**What this task involves**
Please name the two things the writer of the personal essay on being trans says they have access to.

**Study text**
All trans-narratives share pieces of a common story, but all trans-narratives are not the same.  Class, color, economic conditions, and age–all these things matter.  My personal history is shaped by my place in society.  I do not face the same set of obstacles that many trans people face.  I haven’t had to deal with rejection from my family–rejection that many people are left to deal with.  And I have access to health insurance and a place to live.

It’s hard to realize the amount of grievous loss suffered by many people who come out as trans.  Love, work, friends, home—one or all of these things could be gone in a flash.   I’m someone who’s had a great deal of support during my transition.  My family is 100% on my side.  I have a great therapist.  Due to a history of chronic social-shyness and anxiety, I have limited social contacts.  But the friends I have, they remain true.  In short, there are many bad situations I haven’t had to navigate–at least for now.

Not to say it’s all rainbows and unicorns….

Sometimes it’s hard to realize the amount of losses that can’t be seen.   I count myself lucky to be alive.  (There were several times when things could have ended for me).  It’s scary when I look back at my life and realize how much time was spent waging internal battle with myself.  This was my biggest loss, my biggest struggle.  And it still is.  I’m happier than I’ve ever been, but there are still times when my self-esteem and sense-of-self go crashing to the ground.

**Data listing**
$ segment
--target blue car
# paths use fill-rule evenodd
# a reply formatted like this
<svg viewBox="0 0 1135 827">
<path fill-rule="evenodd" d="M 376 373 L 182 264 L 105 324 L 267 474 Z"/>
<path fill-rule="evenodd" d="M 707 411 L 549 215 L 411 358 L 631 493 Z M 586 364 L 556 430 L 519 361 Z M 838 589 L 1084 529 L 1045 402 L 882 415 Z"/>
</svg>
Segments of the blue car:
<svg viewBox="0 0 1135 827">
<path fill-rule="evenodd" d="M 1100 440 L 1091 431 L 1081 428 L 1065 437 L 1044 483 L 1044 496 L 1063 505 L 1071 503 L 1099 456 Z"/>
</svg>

**Written answer**
Health insurance and a place to live.